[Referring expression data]
══════

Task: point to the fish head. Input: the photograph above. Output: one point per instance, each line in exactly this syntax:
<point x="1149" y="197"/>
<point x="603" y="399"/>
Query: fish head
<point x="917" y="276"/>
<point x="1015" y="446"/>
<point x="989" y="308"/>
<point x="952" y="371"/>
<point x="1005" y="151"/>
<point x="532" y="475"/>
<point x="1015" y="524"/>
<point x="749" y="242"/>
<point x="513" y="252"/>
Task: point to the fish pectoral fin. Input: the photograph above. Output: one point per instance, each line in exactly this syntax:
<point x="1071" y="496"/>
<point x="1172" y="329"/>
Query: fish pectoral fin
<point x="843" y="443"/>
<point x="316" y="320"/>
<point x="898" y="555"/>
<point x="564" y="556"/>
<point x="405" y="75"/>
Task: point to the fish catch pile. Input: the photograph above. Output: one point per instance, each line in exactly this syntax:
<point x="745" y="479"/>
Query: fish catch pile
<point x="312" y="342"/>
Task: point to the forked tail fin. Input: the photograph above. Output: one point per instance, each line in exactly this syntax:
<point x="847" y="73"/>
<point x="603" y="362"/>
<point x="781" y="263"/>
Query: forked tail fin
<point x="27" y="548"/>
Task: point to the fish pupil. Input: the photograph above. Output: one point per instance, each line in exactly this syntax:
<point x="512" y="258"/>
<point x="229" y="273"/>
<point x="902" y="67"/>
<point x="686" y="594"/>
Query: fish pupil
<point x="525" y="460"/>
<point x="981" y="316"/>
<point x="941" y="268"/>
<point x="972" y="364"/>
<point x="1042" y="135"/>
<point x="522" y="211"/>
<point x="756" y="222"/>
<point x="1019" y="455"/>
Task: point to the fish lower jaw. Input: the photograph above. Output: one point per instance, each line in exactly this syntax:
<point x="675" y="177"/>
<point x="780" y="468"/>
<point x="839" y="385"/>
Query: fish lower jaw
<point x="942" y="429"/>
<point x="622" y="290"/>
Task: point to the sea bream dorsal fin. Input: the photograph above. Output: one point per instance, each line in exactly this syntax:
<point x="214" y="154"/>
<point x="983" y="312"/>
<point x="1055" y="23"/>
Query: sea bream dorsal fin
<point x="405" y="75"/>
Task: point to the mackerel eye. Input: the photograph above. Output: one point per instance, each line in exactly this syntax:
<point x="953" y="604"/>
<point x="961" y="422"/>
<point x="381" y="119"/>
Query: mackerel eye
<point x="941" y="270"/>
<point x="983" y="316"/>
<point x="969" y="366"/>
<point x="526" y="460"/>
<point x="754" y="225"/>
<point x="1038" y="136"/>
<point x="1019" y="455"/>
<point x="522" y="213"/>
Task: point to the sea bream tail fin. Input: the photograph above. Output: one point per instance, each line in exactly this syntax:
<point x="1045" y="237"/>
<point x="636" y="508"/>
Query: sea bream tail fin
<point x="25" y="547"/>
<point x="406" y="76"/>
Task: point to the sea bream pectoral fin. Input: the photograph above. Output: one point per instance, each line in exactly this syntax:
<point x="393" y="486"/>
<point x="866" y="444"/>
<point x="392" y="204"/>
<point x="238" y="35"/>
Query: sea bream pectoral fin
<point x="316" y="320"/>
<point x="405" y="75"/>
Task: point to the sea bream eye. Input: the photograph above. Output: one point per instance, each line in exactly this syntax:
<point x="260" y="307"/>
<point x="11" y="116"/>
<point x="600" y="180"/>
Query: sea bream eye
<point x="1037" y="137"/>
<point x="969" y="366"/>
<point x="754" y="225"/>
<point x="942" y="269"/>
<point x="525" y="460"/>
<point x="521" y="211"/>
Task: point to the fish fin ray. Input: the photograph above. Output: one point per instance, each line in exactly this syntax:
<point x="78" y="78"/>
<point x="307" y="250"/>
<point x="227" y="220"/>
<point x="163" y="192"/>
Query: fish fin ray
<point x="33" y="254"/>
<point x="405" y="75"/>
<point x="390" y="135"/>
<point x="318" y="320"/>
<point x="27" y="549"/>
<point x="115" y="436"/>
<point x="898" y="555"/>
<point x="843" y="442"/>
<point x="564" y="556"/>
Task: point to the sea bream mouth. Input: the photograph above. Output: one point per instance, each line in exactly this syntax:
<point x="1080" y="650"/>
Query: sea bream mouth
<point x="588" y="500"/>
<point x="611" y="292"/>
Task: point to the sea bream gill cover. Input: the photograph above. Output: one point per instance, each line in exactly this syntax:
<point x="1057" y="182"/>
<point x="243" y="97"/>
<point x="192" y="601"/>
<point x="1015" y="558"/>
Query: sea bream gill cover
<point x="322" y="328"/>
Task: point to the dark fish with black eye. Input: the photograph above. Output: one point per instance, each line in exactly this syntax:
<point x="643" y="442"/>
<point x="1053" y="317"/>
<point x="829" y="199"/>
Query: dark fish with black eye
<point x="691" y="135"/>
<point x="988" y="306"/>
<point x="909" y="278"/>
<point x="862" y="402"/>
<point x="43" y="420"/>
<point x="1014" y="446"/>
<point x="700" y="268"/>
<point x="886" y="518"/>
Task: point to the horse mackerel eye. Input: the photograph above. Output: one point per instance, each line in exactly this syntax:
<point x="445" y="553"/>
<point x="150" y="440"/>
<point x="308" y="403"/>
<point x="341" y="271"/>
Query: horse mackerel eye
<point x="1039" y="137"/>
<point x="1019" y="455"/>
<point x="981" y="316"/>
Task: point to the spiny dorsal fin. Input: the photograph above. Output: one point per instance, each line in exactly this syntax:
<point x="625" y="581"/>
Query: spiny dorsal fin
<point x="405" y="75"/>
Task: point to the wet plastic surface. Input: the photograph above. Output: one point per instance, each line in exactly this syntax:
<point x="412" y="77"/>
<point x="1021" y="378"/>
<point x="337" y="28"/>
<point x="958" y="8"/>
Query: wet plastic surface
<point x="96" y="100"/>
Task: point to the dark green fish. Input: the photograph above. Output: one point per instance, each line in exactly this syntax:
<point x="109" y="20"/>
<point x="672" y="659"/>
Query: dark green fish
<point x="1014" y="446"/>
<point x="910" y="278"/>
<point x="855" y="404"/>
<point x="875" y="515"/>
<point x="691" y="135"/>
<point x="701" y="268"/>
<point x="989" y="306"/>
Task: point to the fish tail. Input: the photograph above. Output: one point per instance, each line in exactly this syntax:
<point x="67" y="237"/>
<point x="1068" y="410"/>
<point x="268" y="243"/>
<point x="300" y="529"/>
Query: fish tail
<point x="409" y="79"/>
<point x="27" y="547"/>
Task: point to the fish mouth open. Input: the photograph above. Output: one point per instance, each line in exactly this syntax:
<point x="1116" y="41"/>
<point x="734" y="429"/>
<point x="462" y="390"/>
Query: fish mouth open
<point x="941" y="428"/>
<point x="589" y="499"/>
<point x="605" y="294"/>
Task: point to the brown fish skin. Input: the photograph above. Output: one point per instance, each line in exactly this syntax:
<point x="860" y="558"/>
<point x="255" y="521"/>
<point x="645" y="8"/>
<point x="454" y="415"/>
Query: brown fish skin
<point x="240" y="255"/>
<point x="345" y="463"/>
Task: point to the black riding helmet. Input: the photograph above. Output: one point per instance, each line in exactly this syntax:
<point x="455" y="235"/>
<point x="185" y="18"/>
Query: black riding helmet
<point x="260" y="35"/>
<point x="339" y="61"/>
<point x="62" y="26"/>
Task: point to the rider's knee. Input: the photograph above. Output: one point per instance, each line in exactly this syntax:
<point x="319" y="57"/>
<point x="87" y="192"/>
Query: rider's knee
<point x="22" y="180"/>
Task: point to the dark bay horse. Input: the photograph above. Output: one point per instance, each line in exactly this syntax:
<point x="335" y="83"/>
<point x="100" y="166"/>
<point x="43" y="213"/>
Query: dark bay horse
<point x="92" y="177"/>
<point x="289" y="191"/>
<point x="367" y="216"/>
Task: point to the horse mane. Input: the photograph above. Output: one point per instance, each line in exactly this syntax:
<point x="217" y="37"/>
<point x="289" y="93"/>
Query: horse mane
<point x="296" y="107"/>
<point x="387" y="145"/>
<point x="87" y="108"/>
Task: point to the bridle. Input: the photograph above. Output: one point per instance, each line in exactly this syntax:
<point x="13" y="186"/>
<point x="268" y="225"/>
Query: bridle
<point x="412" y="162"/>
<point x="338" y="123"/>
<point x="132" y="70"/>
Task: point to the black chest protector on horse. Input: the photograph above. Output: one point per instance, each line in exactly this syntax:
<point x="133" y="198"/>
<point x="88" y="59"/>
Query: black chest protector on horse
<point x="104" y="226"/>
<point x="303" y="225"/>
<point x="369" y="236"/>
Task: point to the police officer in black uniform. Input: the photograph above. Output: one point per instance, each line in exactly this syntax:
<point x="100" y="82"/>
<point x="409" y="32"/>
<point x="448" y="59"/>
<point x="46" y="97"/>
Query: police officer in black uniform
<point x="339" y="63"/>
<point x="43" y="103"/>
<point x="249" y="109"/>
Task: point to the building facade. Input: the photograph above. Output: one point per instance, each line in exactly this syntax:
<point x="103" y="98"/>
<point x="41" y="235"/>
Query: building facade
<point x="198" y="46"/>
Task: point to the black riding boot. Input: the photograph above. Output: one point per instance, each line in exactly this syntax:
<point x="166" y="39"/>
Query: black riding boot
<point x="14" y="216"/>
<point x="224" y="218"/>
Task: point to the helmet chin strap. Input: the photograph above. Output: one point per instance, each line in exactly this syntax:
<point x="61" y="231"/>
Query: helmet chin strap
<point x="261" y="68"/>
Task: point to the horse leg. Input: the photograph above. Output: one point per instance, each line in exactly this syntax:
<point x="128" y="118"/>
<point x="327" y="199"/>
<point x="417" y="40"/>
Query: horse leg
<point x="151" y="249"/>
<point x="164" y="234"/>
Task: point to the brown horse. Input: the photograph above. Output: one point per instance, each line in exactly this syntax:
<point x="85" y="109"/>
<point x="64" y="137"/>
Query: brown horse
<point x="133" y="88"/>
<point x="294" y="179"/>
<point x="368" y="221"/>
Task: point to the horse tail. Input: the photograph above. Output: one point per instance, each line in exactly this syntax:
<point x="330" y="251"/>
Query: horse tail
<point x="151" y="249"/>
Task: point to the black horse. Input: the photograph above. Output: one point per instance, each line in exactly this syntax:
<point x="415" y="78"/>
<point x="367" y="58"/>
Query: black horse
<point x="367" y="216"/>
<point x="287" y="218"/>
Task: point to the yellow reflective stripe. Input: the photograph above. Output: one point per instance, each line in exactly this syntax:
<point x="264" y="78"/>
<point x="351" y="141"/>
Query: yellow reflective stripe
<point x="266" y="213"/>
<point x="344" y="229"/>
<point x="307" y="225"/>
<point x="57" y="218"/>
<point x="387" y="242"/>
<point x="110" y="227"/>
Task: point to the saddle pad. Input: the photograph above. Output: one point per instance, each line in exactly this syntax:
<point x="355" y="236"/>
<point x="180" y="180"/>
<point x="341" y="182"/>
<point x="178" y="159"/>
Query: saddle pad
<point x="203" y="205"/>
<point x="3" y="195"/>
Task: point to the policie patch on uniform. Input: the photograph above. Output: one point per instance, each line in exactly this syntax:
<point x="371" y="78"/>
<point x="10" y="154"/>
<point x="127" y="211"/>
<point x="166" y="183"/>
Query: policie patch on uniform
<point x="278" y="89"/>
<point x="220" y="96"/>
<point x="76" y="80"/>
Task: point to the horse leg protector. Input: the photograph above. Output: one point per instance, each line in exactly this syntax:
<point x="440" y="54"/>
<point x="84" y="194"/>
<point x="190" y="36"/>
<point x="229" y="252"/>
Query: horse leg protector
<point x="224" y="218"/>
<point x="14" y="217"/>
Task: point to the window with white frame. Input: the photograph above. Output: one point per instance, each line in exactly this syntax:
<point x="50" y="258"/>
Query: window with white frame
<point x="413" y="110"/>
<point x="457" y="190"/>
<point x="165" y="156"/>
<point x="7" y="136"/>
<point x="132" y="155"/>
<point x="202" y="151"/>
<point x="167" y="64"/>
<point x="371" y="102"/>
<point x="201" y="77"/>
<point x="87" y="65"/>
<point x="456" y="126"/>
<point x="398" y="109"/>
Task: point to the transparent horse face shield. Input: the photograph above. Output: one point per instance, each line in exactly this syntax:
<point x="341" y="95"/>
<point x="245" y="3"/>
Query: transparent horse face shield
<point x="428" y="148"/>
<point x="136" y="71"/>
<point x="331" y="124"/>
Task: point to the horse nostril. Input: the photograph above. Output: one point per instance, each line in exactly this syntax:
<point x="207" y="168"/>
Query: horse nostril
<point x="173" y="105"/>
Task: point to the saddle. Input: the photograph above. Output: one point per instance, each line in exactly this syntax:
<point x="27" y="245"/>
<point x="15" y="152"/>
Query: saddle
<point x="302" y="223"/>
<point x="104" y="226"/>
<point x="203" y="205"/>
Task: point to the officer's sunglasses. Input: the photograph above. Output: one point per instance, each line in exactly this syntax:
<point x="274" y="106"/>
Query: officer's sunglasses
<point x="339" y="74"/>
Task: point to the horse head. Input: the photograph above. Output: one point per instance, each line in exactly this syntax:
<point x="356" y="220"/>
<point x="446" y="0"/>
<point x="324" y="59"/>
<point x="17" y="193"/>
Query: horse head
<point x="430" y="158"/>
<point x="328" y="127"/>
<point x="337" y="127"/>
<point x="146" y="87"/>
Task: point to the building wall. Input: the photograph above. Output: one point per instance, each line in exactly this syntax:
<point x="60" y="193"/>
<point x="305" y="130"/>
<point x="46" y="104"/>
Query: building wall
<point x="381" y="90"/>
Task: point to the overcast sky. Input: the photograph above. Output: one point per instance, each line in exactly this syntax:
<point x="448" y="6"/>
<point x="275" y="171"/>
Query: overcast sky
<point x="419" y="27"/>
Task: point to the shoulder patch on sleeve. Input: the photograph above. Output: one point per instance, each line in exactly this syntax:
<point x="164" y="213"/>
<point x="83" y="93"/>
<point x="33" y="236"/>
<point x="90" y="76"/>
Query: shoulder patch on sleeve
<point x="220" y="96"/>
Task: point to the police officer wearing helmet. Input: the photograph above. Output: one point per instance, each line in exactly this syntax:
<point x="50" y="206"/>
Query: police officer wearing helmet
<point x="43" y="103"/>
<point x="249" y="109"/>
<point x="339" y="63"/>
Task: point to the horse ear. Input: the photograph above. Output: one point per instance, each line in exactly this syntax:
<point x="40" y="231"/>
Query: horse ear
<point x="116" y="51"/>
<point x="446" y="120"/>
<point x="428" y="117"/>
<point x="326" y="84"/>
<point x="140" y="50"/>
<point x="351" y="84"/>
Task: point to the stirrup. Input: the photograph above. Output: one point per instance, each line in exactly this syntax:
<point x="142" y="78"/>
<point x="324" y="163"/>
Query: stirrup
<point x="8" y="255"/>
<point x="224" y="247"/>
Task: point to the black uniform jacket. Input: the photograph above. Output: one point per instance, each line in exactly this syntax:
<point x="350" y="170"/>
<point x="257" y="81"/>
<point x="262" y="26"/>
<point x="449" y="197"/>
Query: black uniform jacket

══════

== What you are asked to do ==
In the entries above, identify each line that includes the string "jacket", then copy it.

== Final answer ==
Task: point to the black uniform jacket. Input: the photograph above. Output: one point per instance, each line in exactly this syntax:
Query: black uniform jacket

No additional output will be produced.